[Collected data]
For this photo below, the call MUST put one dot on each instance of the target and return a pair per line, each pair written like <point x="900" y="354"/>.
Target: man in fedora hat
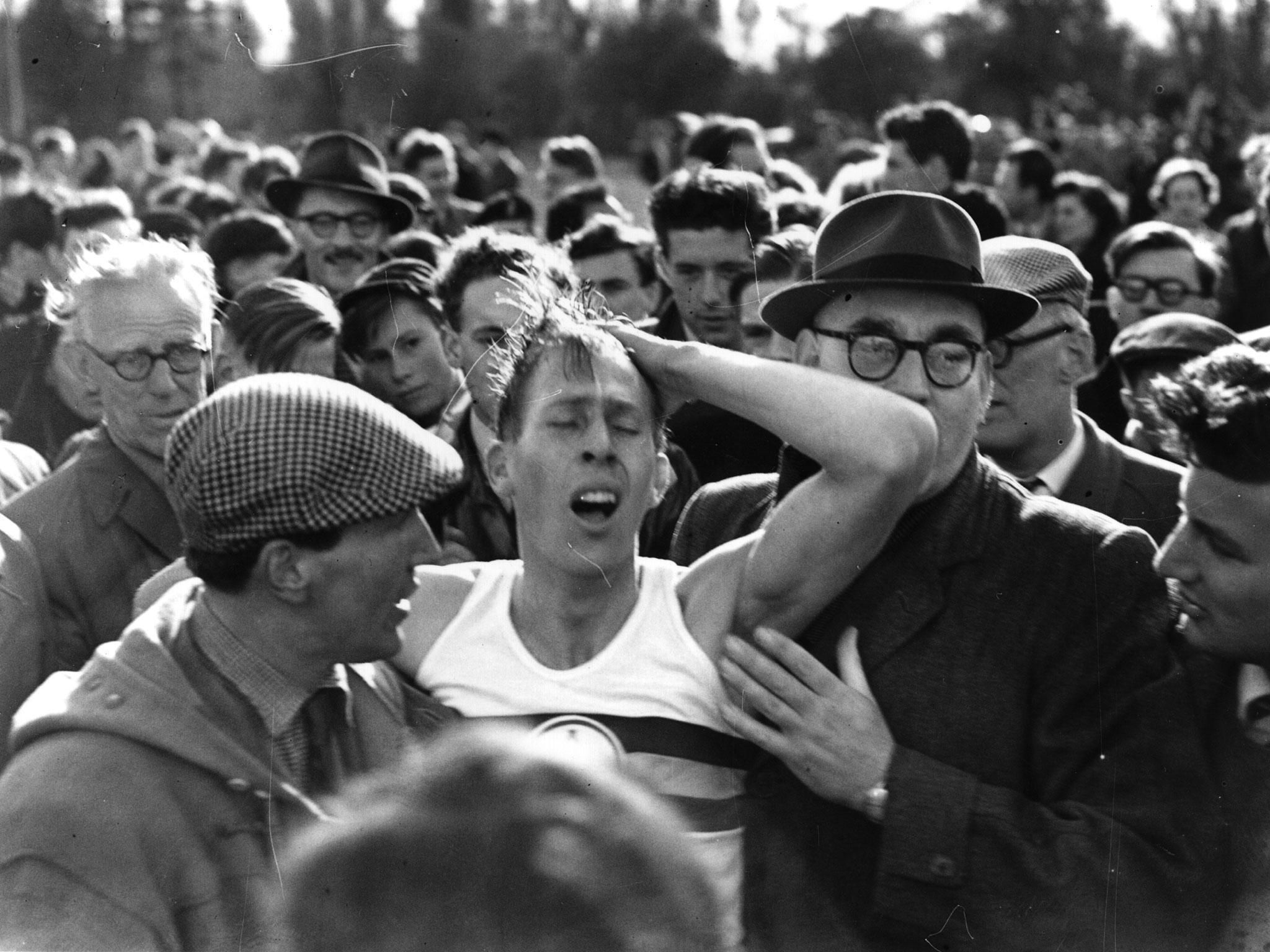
<point x="1033" y="430"/>
<point x="340" y="209"/>
<point x="967" y="746"/>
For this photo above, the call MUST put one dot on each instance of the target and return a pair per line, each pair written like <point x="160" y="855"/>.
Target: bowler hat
<point x="404" y="277"/>
<point x="345" y="163"/>
<point x="898" y="239"/>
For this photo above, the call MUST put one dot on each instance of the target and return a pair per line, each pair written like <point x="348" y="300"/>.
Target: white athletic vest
<point x="652" y="691"/>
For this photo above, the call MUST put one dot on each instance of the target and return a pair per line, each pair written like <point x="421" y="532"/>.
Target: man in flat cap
<point x="969" y="746"/>
<point x="149" y="788"/>
<point x="1157" y="347"/>
<point x="340" y="209"/>
<point x="1033" y="430"/>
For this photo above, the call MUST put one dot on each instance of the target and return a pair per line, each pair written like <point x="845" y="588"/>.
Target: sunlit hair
<point x="271" y="320"/>
<point x="1217" y="413"/>
<point x="551" y="322"/>
<point x="134" y="262"/>
<point x="486" y="840"/>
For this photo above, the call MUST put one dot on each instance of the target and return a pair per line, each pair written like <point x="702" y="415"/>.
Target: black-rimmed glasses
<point x="360" y="224"/>
<point x="1170" y="291"/>
<point x="135" y="366"/>
<point x="874" y="357"/>
<point x="1002" y="350"/>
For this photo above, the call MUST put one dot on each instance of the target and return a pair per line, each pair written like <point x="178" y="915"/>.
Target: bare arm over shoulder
<point x="440" y="594"/>
<point x="877" y="451"/>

• [Exercise details]: Repeat the entire listing above word for word, and leave the picture out of your copy.

• [Complete response]:
For this photo below, the call MUST put one dot on each instance of the target and return a pair per line, each pair written like <point x="900" y="354"/>.
Target: man in fedora hat
<point x="1033" y="430"/>
<point x="340" y="209"/>
<point x="967" y="746"/>
For this photo above, the call MUST put one dot on each instance of the target and return a pair per line, each pair written like <point x="160" y="855"/>.
Target: bowler hat
<point x="404" y="277"/>
<point x="345" y="163"/>
<point x="898" y="239"/>
For this photo above, the call MUST put one dot on each instance of the target and return a pair per line, each pair written like <point x="348" y="300"/>.
Target: white athletic vest
<point x="652" y="691"/>
For this photo above, the call MUST put one dot on each instance of the target and return a pair per line, each pair written like <point x="421" y="532"/>.
Target: man in flat cap
<point x="969" y="746"/>
<point x="149" y="788"/>
<point x="1157" y="347"/>
<point x="340" y="209"/>
<point x="1033" y="430"/>
For this photo above, the call MUST put one dot on each instance of the target and return a pair per line, each pair written like <point x="845" y="588"/>.
Target: sunlit hair
<point x="271" y="320"/>
<point x="1217" y="413"/>
<point x="551" y="322"/>
<point x="134" y="262"/>
<point x="486" y="840"/>
For this photo above, the call MUST put one dot on each instance of the target and return a pair per line, each pair written like <point x="702" y="415"/>.
Target: black-rimmed glasses
<point x="360" y="224"/>
<point x="1170" y="291"/>
<point x="135" y="366"/>
<point x="874" y="357"/>
<point x="1002" y="350"/>
For this photo above, the call MUST put one dot on each instance of the target and return a pair per line, each pair written like <point x="178" y="915"/>.
Target: bare arm over shoulder
<point x="440" y="594"/>
<point x="877" y="451"/>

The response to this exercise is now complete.